#### Page excerpt

Talking to God
I’m not sure how well I communicate with God.
The other day at one of the men’s group meetings I go to, we were talking about maintaining a conscious contact with God, about our personal relationships with Him. Naturally, that led most of us to talk about prayer. Me? Not so much.
I feel like I’ve stopped talking to God this year. There was a point at which I stopped having anything nice to say, so I stopped talking. In fact, I was a little bit pissed off at God. I mean, I know I haven’t live the best life always, but I just couldn’t imagine what I might have done that deserved the divine retribution of lymphoma. And, really, as a fellow cancer survivor sitting next to me pointed out later, it’s not the disease that’s hard to survive, but the treatment. Take it from me. That is the truth.
Now, it’s important that you understand something. I don’t think that God turned away from me. Though I may not understand His plan or how He works, I knew that God was with me the entire time through treatment. But, I got so angry at Him that I couldn’t pray the way I used to pray. And, I’ve always struggled with the idea that God cares, really, truly cares about someone as small and insignificant as me. Or you, really, so don’t start feeling all sorry for me. I mean, I get that there is a God and that he’s all powerful and created the whole universe and the laws that govern it. That’s not a hard concept for me. Hell, Darwin believed that evolution was evidence that God existed. So, I’m good there.
But, I’ve always struggled with the idea that something so huge could possibly care about me, us, at all. Doesn’t He have larger concerns than that? How could He have the time and patience for our little, flyspeck lives?
So, before my chemotherapy was done, I’d all but stopped praying.
Oh, I still read my morning and evening devotional. And, I still worked through my prayer beads, when I had time and energy. After I started to get back into my normal pattern of life, albeit somewhat altered by my medical “stuff”, I got back into working through rote prayer with my prayer beads almost every morning. But, it was hollow. An empty gesture. A habitual, almost superstitious, pattern of behavior. There just wasn’t anything behind it. No emotion, no connection.
So, with all that in mind, we started talking about prayer and being in touch with God at the meeting. I listened, and spoke. Mostly, I talked about how I was afraid to listen to God for fear of what He might say to me. I was, and am, still afraid that God will challenge me to be more than I am, do more than I’m capable or willing to do.
But, I’m also afraid of what will become of me if I don’t pursue that personal relationship with God. I know that I won’t last long on my own. As in “nothing good can come of it”, right?

########
#### Input data

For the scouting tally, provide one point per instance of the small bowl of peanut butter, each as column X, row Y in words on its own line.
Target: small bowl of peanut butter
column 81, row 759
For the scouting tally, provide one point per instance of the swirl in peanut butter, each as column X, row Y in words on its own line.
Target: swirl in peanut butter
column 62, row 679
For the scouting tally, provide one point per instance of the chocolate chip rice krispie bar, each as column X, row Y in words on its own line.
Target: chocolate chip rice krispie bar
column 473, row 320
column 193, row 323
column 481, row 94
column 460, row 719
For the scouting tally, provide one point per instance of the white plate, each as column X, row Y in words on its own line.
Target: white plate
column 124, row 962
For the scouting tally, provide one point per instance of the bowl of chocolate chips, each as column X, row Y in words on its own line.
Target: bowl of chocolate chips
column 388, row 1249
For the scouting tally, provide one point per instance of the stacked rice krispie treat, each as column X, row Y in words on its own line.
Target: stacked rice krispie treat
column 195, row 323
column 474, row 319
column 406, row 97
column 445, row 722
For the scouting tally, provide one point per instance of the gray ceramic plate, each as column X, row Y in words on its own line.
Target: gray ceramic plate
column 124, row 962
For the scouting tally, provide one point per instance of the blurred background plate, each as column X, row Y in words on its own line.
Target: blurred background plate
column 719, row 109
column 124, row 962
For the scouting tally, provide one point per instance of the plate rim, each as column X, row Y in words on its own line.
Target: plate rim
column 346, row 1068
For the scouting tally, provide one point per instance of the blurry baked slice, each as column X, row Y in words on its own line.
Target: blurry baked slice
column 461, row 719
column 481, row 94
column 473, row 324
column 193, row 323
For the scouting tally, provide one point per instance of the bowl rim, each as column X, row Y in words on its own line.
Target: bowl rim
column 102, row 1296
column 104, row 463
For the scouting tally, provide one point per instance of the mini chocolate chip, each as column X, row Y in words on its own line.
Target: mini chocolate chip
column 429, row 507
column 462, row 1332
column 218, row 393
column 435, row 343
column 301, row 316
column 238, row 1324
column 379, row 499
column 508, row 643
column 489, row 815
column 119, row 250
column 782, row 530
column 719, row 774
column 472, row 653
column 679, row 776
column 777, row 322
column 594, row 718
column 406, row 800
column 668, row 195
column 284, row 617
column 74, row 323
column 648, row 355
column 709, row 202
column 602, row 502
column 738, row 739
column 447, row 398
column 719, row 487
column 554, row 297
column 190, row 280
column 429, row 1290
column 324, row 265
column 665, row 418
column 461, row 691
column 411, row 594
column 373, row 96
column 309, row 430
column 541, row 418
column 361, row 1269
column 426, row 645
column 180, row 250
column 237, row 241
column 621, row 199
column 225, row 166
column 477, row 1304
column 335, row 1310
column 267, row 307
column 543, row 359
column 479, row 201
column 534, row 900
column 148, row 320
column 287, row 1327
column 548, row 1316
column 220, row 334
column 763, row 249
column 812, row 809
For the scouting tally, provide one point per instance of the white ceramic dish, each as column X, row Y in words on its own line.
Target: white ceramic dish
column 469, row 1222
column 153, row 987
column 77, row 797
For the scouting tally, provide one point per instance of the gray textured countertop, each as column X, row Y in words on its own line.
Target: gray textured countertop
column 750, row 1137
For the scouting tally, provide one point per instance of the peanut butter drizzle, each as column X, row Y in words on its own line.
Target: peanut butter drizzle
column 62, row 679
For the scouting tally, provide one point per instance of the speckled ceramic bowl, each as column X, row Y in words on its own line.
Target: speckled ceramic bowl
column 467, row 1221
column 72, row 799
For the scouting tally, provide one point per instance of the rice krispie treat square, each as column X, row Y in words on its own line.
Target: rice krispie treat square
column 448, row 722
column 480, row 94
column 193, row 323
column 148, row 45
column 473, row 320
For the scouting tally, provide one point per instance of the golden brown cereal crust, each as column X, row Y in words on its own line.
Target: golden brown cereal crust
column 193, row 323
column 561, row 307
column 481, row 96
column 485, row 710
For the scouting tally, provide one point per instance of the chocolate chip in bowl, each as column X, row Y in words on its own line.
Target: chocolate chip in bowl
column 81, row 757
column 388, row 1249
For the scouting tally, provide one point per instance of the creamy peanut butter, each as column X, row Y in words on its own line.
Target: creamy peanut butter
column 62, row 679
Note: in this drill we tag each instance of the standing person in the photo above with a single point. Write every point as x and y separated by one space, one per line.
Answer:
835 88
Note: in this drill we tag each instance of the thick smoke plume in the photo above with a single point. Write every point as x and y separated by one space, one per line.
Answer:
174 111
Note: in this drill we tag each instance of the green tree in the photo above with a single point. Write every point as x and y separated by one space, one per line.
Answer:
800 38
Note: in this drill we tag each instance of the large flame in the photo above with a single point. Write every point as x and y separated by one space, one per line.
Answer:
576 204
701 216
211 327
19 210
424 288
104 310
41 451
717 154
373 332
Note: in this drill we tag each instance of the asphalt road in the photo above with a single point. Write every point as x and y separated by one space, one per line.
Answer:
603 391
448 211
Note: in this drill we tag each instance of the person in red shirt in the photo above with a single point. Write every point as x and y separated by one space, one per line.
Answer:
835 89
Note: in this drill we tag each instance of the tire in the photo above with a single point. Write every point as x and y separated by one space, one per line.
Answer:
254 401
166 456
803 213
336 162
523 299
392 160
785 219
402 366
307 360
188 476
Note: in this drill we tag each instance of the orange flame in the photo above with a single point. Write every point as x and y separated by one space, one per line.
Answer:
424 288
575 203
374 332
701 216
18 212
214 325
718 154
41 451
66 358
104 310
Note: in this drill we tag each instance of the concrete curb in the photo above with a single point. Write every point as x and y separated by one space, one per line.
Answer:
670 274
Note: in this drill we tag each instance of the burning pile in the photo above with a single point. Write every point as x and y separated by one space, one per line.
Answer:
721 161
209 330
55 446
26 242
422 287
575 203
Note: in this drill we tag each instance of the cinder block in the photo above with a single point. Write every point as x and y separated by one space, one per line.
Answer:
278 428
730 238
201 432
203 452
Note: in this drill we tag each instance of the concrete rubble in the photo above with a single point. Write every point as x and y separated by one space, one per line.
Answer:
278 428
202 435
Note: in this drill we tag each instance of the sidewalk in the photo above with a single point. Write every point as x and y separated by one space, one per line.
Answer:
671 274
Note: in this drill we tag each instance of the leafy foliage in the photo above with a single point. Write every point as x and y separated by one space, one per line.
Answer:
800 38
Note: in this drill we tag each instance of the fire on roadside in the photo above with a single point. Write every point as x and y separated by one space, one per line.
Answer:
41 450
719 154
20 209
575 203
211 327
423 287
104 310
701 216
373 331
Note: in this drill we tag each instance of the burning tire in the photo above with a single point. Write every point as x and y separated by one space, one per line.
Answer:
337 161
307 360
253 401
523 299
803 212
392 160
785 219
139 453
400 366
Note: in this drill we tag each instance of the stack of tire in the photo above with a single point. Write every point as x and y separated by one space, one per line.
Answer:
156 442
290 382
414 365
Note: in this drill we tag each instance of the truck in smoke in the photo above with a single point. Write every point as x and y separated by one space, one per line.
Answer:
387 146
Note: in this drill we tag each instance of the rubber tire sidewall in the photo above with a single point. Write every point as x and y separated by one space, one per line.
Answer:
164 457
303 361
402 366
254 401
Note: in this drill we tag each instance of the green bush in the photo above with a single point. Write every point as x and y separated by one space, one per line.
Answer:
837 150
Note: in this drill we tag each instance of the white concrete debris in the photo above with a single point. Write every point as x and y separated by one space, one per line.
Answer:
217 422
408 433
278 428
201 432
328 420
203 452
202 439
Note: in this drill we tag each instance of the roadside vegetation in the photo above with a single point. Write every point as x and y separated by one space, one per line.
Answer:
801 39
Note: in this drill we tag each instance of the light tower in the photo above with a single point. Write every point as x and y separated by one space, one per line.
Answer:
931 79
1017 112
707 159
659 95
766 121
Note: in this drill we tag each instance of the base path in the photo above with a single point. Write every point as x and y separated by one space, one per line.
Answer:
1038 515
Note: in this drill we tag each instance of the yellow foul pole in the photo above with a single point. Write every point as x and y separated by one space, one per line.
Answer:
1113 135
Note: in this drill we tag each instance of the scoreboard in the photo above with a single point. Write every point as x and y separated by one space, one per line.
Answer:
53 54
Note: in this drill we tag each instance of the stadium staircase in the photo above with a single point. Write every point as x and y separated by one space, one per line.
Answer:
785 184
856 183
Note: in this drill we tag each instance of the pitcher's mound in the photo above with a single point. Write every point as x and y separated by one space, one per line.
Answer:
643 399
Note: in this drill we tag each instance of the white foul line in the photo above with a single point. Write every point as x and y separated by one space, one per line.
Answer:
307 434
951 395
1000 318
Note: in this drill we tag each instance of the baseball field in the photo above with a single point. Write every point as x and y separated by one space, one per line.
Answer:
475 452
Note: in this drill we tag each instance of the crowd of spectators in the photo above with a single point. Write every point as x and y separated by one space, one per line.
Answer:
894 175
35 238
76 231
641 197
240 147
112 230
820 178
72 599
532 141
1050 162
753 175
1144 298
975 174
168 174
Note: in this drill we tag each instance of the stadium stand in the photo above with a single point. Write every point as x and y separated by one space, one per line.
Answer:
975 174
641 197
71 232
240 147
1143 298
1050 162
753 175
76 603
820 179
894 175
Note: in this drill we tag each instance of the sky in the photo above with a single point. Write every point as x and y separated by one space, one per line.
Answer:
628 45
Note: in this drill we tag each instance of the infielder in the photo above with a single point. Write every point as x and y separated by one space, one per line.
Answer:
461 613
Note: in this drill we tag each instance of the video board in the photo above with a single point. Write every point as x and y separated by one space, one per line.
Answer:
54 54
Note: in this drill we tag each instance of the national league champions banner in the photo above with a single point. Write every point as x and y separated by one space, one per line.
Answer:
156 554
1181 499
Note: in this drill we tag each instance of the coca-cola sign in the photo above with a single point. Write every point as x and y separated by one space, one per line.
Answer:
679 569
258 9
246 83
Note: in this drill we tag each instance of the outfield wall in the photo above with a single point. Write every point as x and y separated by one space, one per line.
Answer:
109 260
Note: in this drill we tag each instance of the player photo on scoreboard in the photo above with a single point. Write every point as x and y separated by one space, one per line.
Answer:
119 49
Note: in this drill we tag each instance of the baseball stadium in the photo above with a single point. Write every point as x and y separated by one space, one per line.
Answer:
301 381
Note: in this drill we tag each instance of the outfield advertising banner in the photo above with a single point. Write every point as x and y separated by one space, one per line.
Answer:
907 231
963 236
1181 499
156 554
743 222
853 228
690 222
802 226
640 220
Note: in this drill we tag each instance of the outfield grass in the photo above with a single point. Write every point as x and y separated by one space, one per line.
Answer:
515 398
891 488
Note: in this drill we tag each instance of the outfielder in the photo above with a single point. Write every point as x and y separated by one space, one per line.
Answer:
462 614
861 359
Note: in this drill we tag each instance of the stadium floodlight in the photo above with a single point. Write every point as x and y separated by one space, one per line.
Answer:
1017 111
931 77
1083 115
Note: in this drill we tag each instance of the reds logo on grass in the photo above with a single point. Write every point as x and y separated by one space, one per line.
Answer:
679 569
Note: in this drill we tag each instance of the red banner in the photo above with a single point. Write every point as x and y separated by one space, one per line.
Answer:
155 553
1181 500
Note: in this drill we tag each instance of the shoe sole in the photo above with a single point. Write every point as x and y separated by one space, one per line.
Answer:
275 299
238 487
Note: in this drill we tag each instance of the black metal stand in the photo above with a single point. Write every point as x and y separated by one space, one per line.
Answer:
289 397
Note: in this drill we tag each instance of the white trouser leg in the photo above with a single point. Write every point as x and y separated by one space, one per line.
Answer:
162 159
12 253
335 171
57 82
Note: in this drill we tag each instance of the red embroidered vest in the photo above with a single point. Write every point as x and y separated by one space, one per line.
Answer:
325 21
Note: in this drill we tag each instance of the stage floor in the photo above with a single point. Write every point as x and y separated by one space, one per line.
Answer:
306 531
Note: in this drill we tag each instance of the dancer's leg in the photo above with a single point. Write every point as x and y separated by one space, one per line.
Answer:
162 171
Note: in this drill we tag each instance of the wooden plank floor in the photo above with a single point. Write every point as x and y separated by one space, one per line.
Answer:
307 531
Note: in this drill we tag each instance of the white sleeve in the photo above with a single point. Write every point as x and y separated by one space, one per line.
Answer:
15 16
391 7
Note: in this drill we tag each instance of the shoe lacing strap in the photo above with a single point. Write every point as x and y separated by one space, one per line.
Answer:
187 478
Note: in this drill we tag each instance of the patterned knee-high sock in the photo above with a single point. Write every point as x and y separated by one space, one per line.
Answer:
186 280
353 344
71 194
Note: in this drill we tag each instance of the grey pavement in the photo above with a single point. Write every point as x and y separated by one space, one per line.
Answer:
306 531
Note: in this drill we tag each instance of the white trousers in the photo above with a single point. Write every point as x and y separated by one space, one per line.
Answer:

########

Task 1: Please reproduce, word for word, the stretch of the piece on talking to God that begins at the words containing "Oh, I still" and ends with "willing to do.".
Task 2: Continue the piece on talking to God from the point where it stops.

Exercise response 1:
Oh, I still read my morning and evening devotional. And, I still worked through my prayer beads, when I had time and energy. After I started to get back into my normal pattern of life, albeit somewhat altered by my medical “stuff”, I got back into working through rote prayer with my prayer beads almost every morning. But, it was hollow. An empty gesture. A habitual, almost superstitious, pattern of behavior. There just wasn’t anything behind it. No emotion, no connection.
So, with all that in mind, we started talking about prayer and being in touch with God at the meeting. I listened, and spoke. Mostly, I talked about how I was afraid to listen to God for fear of what He might say to me. I was, and am, still afraid that God will challenge me to be more than I am, do more than I’m capable or willing to do.

Exercise response 2:
A couple days later, I was thinking about a conversation I was going to have with a friend.
I wanted to allay his fears that anything might be wrong and I wanted to say it the “right” way. So, as is my habit, I rehearsed the conversation, trying to work out how to say what I needed to say and what his responses might be. And, yes, I spoke out loud. At least, I spoke my half of the imagined conversation out loud. That’s one of the advantages of living alone. The dog thinks I’m talking to her and just wags her tail.
In any case, I’ve had this habit of rehearsing important conversations to try out assorted responses and plan out my contingencies. It’s actually served me well over the years. I usually have a good grasp of what folks are going to say and how they’re going to react to what I say. But, somehow, running through all this makes it easier for me.
And that was when something that someone said at the meeting clicked for me. I don’t think he meant it this way, but it sort of fit me. It occurred to me that perhaps in doing this conversation rehearsal, what I was doing was talking to God. Maybe, I was just hanging my friends’ faces on God, to make Him easier to see and hear and talk to, so I could find Him and tell Him, in a way, what was on my mind. Not as a lowly follower to an all-powerful God, but as a younger, smaller friend seeking help and advice from an older, more worldly, more experienced and capable friend.
So, maybe I’ve been talking to God all along. Maybe my prayers don’t start with supplication and end in “amen”, but they’re still there. It’s possible that in my efforts to hide from his message, I’ve found it after all.
Advice from your Uncle Jim:
"Before you give someone a piece of your mind, make sure you can spare it."